Gavito started Quinio in 2020 with his brother, Santiago Gavito, and Iker Garay. We previously profiled the company in December 2021 when it raised $20 million in seed funding, also a mix of equity and debt.
The company focuses on brands in the areas of home and kitchen, beauty and personal care, baby, health and household items. It already owns and operates several brands that have a presence in Mexico, Colombia, Chile and the U.S.
Over the past year, Gavito also saw the growth environment become more challenging, which led to industry peers “struggling to fulfill their projections.” Many of Quinio’s competitors also “struggled with fundraising and/or decided to reduce the pace of acquisitions, creating an interesting opportunity for us to find well-positioned brands at attractive valuations.”
By “well-positioned,” he noted that the company doubled down on business development and M&A rather than cutting both as other aggregators have had to do.
And although Latin America’s e-commerce market continues to be one of the fastest-growing regions in the world, and is expected to grow over 50% by 2025, Quinio also added some protections into its process for seeking out companies to acquire. That included implementing new criteria filters when evaluating new brands so that the company increases its probability of acquiring a successful brand. The company is also more product-centered and is betting more on technology than when it started, Gavito said.
The strategy seems to have paid off so far. Quinio is a profitable company with over 100 employees and growing rapidly, he said. Meanwhile, Gavito expects to end 2022 with over $50 million in annual recurring revenue, and its brands are reporting solid growth while gaining a regional presence.
The new funding gives the company over $60 million in total equity and debt financing. The split related to the new $40 million was not disclosed. The equity portion was led by Northgate Capital, which was joined by existing and new investors, including Cometa, Dila Capital, AlleyCorp, Western Technology Investment, Alchimia Investments and a group of strategic individual investors. Quinio’s debt financing details were also not disclosed at this time.
Big plans for the capital include continuing to acquire, operate and boost brands in Latin America.
“We have learned a lot since our first acquisition and therefore feel better prepared to tackle new opportunities going forward,” Gavito added. “Our tech tools have allowed us to reduce employee non-strategic tasks time, have more accurate projections on revenue and costs, be smarter on catalog expansion and product development and optimize marketing return on investment.”

Provided data »
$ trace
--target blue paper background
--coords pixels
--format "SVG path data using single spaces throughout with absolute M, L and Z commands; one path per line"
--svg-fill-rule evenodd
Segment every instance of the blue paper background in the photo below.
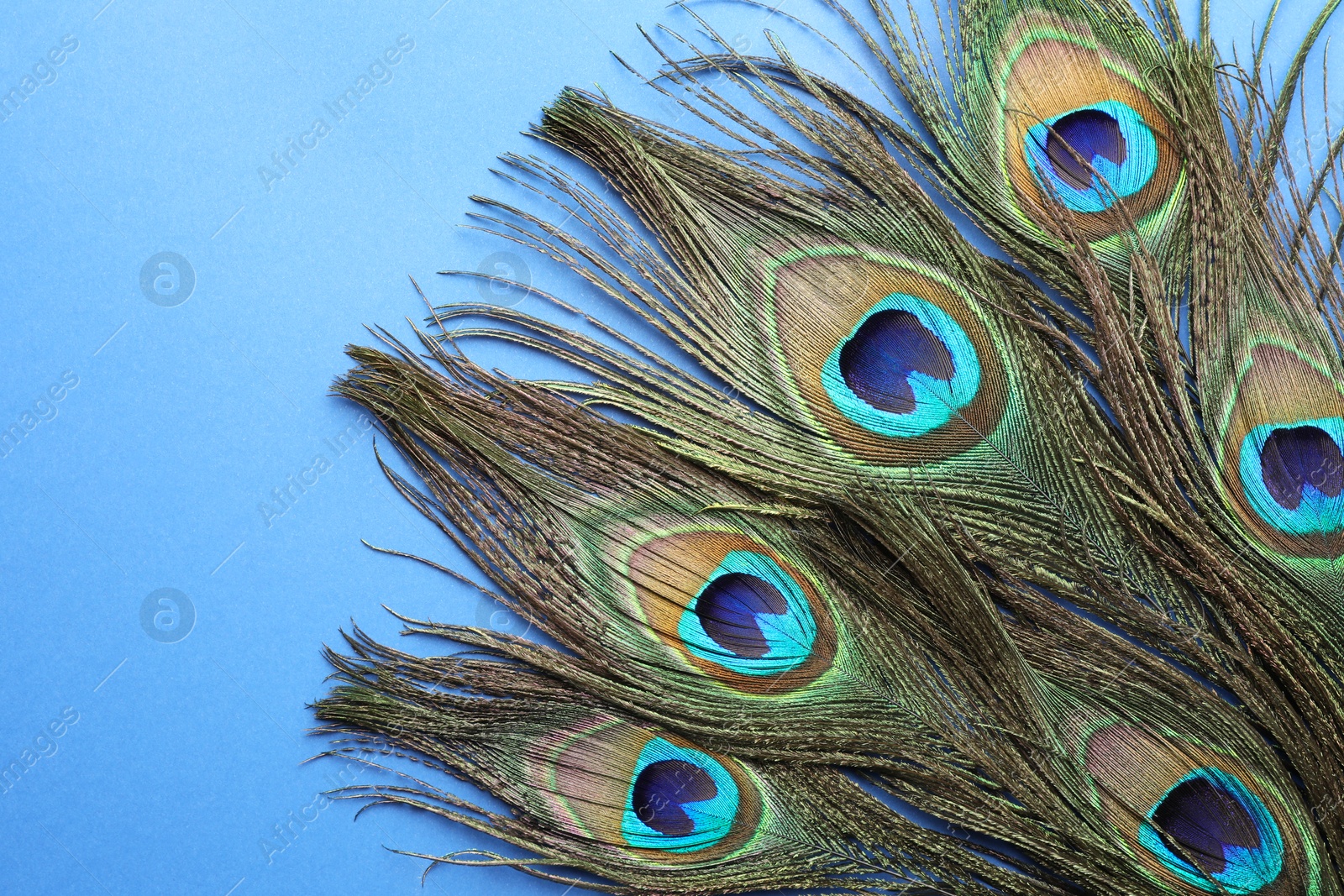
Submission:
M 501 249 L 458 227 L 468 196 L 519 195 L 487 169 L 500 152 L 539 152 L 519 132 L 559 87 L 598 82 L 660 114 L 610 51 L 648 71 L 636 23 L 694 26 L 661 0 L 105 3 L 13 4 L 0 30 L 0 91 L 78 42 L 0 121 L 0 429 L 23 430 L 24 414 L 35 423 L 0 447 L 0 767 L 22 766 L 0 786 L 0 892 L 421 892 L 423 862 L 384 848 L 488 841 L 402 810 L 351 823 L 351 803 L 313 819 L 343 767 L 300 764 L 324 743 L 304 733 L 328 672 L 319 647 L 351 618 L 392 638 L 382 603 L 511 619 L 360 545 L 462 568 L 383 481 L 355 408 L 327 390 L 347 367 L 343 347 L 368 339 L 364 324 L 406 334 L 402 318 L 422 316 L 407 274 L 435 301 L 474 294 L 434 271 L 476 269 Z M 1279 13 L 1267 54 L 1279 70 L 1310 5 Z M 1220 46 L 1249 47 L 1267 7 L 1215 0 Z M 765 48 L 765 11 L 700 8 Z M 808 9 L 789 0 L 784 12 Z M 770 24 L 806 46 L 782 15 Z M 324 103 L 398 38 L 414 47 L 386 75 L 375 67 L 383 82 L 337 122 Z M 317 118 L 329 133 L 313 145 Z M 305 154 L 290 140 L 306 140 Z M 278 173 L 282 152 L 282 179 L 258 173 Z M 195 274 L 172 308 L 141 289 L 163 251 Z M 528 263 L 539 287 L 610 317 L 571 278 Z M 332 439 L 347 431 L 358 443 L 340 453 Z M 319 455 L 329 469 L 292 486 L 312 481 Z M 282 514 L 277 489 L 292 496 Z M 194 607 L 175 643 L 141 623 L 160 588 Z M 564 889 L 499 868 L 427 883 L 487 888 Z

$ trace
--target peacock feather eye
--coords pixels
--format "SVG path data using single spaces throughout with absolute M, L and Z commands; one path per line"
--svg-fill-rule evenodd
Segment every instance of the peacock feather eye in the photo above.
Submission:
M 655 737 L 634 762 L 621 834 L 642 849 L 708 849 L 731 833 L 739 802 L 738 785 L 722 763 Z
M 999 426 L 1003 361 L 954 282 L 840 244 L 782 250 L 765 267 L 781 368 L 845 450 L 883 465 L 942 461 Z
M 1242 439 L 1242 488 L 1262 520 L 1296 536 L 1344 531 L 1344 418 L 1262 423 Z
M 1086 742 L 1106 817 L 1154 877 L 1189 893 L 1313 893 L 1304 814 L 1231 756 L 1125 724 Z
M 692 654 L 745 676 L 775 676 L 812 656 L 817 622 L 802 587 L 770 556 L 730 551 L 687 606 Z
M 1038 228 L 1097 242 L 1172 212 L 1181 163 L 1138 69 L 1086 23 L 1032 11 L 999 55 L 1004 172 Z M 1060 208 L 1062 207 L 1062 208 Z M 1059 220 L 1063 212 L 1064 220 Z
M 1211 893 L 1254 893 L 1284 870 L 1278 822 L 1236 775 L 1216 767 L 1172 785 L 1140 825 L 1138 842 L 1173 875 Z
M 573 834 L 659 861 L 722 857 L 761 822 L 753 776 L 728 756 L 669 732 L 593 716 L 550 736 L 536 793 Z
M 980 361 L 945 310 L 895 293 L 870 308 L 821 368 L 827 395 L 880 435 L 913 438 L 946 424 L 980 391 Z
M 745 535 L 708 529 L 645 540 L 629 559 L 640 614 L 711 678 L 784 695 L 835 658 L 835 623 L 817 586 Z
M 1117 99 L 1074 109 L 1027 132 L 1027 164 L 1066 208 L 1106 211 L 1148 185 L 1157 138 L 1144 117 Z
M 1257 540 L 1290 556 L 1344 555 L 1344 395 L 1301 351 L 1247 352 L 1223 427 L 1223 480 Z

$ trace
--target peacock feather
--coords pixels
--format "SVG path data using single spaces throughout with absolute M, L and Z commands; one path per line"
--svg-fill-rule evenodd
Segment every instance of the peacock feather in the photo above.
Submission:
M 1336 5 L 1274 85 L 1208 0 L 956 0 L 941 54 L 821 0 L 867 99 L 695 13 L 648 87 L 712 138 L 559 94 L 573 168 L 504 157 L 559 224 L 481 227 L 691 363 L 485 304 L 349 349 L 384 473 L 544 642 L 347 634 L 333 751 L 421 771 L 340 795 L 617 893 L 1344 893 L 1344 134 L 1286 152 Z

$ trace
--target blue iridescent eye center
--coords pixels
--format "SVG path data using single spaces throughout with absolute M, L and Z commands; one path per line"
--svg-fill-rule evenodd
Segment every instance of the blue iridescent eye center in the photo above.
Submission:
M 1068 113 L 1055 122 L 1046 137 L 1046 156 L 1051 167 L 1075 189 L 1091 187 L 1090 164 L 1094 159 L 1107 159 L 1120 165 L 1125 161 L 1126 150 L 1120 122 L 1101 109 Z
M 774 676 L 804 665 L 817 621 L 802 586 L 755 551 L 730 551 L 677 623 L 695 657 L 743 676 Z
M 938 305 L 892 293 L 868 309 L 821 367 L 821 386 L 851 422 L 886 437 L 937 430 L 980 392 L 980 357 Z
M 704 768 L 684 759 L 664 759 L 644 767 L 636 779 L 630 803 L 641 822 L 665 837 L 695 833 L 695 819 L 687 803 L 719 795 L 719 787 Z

Aim » Duplicate the part of the Quinio funding article between "The strategy seems" and "at this time.", inclusive.

Final result »
The strategy seems to have paid off so far. Quinio is a profitable company with over 100 employees and growing rapidly, he said. Meanwhile, Gavito expects to end 2022 with over $50 million in annual recurring revenue, and its brands are reporting solid growth while gaining a regional presence.
The new funding gives the company over $60 million in total equity and debt financing. The split related to the new $40 million was not disclosed. The equity portion was led by Northgate Capital, which was joined by existing and new investors, including Cometa, Dila Capital, AlleyCorp, Western Technology Investment, Alchimia Investments and a group of strategic individual investors. Quinio’s debt financing details were also not disclosed at this time.